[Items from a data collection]
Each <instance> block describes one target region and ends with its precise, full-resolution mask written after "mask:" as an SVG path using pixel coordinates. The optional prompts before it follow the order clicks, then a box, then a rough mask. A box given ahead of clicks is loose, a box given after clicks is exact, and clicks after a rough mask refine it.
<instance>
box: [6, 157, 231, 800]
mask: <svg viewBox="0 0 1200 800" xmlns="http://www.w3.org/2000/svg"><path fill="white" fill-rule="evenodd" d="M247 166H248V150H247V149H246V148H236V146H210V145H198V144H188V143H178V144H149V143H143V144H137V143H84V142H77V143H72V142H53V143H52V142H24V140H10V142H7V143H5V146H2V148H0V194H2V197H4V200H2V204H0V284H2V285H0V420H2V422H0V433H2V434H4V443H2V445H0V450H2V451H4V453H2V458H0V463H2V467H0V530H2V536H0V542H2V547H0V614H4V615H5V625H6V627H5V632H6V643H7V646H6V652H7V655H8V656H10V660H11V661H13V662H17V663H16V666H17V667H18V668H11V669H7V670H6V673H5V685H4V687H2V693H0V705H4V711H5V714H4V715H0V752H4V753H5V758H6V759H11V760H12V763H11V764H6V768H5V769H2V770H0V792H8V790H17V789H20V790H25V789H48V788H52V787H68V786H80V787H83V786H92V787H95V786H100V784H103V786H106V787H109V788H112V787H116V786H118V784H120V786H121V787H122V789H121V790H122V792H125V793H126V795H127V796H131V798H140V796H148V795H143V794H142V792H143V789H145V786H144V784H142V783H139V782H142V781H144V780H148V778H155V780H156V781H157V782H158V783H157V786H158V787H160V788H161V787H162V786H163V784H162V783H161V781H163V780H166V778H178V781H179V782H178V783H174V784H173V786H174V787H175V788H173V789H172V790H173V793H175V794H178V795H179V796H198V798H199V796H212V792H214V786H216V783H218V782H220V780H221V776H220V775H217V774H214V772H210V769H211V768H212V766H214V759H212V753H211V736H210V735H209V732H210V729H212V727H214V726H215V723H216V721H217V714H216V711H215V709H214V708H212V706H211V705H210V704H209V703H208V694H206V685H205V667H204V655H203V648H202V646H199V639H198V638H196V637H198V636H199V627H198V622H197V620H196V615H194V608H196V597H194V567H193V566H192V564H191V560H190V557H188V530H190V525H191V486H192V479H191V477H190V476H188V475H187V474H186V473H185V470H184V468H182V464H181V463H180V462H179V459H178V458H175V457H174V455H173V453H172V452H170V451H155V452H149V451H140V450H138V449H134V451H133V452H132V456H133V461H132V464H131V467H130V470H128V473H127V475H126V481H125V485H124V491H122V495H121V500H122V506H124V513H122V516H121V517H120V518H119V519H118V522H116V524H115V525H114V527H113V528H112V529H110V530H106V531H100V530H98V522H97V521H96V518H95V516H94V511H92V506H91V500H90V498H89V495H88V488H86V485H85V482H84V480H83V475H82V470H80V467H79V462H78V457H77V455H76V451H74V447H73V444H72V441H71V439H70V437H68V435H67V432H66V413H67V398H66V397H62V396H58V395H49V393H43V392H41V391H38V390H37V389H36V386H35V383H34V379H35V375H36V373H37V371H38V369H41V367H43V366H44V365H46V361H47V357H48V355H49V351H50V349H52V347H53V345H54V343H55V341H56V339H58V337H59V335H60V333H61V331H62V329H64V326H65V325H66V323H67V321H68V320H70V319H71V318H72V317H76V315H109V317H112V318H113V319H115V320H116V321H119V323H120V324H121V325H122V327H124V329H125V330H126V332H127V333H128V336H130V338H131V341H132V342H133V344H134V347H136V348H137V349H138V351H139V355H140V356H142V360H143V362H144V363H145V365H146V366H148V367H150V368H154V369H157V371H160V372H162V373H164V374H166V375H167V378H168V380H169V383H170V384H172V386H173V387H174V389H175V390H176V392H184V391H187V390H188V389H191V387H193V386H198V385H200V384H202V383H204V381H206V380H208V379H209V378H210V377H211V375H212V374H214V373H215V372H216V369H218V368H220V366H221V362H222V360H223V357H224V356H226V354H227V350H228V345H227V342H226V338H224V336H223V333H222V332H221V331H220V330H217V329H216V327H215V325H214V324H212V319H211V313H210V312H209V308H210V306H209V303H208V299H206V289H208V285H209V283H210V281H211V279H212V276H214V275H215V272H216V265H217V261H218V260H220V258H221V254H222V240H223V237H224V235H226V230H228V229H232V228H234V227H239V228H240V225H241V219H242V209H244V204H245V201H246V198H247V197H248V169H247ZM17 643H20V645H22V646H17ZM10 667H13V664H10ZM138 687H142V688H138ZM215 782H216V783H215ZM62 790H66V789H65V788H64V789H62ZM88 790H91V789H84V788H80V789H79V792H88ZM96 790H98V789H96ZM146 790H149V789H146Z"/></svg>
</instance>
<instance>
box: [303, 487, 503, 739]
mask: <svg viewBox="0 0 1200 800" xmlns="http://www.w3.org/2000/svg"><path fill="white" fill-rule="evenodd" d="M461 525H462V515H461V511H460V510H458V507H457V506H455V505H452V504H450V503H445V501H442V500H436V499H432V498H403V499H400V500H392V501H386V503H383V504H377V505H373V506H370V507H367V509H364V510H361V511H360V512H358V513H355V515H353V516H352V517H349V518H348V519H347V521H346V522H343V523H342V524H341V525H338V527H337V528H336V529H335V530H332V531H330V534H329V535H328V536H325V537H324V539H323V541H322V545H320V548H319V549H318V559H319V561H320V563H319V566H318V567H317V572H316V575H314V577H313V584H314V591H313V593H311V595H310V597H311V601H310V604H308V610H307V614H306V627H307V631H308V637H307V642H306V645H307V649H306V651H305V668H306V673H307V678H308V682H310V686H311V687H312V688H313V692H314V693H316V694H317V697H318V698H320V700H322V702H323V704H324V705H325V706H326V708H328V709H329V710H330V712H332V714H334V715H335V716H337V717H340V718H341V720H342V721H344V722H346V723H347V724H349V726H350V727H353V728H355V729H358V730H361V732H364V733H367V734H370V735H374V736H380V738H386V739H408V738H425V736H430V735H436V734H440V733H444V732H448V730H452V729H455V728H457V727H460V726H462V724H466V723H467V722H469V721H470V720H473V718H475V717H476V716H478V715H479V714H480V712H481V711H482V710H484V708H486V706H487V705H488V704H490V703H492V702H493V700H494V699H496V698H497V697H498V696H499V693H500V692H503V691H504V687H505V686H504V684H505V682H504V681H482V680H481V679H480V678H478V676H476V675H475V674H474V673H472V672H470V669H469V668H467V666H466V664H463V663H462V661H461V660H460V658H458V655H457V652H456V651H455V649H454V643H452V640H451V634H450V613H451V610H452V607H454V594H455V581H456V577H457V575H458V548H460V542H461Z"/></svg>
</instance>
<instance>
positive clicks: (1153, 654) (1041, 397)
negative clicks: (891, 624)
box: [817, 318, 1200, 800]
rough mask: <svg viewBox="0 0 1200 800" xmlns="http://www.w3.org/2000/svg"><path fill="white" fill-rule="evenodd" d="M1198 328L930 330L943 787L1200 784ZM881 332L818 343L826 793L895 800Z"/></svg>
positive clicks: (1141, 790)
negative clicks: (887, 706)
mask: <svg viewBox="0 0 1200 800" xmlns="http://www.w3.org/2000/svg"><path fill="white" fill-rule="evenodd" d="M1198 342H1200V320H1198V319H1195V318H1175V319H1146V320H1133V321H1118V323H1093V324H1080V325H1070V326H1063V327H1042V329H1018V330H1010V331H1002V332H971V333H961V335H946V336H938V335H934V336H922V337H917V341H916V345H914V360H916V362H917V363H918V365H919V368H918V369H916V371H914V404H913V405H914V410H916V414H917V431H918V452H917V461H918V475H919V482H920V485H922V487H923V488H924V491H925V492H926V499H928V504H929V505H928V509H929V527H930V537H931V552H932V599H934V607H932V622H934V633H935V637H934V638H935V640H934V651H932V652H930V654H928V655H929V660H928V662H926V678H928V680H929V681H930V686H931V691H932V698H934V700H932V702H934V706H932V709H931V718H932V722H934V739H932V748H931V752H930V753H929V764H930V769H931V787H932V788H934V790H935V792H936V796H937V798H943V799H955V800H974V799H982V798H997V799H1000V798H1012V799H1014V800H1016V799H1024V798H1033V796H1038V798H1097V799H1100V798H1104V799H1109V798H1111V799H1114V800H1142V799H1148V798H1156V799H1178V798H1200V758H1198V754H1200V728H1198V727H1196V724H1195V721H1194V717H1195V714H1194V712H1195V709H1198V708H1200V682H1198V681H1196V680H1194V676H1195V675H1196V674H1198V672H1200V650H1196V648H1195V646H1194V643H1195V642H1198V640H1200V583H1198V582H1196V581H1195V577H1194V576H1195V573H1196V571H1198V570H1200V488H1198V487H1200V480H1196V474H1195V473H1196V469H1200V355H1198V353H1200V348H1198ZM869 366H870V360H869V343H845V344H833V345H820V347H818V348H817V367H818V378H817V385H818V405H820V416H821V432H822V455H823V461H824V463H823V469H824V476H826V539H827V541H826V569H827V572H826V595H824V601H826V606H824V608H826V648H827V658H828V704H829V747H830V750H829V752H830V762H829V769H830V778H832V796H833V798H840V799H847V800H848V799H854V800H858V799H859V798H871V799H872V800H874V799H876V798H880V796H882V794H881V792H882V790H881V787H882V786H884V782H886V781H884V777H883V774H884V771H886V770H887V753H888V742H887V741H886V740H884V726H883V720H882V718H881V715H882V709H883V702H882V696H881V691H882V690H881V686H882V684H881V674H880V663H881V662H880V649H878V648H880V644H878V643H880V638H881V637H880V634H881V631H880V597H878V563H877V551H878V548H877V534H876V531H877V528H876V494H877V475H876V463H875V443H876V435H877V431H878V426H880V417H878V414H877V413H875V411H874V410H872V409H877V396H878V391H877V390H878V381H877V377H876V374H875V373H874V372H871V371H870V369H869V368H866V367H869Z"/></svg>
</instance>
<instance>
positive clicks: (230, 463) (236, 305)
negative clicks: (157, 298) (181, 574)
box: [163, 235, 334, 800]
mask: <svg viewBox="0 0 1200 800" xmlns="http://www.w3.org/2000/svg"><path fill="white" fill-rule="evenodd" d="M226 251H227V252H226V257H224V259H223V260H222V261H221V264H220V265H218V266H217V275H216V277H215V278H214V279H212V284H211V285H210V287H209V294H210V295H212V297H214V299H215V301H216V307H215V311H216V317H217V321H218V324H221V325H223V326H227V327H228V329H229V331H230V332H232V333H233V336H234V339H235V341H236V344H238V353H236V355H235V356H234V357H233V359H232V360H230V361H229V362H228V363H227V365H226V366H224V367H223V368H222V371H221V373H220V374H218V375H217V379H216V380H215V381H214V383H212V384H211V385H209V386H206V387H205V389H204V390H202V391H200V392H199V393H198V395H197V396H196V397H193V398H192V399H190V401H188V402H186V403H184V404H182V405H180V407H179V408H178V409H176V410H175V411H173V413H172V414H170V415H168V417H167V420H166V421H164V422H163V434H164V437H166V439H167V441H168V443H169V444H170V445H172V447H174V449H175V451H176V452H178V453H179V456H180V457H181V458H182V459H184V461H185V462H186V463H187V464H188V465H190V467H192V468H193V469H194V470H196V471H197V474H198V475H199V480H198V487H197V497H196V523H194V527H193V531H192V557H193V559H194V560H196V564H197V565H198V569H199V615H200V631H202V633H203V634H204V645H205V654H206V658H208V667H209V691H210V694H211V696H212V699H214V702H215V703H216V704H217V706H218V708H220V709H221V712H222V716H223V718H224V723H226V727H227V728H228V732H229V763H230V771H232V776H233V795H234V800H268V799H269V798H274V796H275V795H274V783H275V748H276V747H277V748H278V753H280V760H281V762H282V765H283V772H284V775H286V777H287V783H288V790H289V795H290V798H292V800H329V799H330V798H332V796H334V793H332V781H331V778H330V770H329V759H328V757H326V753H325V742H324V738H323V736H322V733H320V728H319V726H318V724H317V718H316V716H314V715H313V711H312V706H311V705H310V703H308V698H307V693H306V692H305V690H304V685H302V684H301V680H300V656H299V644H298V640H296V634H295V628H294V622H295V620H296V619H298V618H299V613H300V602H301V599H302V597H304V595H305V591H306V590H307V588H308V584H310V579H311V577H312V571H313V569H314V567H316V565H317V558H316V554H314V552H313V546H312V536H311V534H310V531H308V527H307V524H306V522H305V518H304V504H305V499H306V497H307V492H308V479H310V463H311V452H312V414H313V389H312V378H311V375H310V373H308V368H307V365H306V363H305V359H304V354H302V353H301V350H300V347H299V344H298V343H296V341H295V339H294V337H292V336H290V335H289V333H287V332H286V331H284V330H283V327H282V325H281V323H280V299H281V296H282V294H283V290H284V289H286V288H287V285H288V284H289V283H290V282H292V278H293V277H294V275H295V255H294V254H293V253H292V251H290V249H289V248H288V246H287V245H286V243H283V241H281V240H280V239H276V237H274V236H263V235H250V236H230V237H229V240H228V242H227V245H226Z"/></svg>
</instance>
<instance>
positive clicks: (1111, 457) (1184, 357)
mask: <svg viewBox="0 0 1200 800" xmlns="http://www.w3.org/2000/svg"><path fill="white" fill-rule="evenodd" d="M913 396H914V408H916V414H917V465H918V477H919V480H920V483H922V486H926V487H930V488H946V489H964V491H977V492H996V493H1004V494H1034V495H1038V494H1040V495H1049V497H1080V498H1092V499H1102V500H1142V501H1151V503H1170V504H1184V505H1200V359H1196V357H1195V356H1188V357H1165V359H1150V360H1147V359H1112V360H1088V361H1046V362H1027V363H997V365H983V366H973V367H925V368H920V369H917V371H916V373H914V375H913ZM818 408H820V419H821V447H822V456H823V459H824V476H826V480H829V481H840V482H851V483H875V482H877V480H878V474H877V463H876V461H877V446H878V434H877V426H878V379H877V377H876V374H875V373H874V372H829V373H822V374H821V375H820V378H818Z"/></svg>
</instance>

Exercise ▸
Write the items from the very beginning through the line containing "box: [6, 157, 231, 800]", both ends included, as a JSON list of strings with one string per line and no blank lines.

Written answer ▸
[
  "Each <instance> block describes one target region and ends with its precise, full-resolution mask written after \"mask:\" as an SVG path using pixel coordinates. The optional prompts before it follow the order clicks, then a box, then a rough mask. A box given ahead of clicks is loose, a box given after clicks is exact, and clicks after a rough mask refine it.",
  "<instance>",
  "box: [6, 157, 231, 800]"
]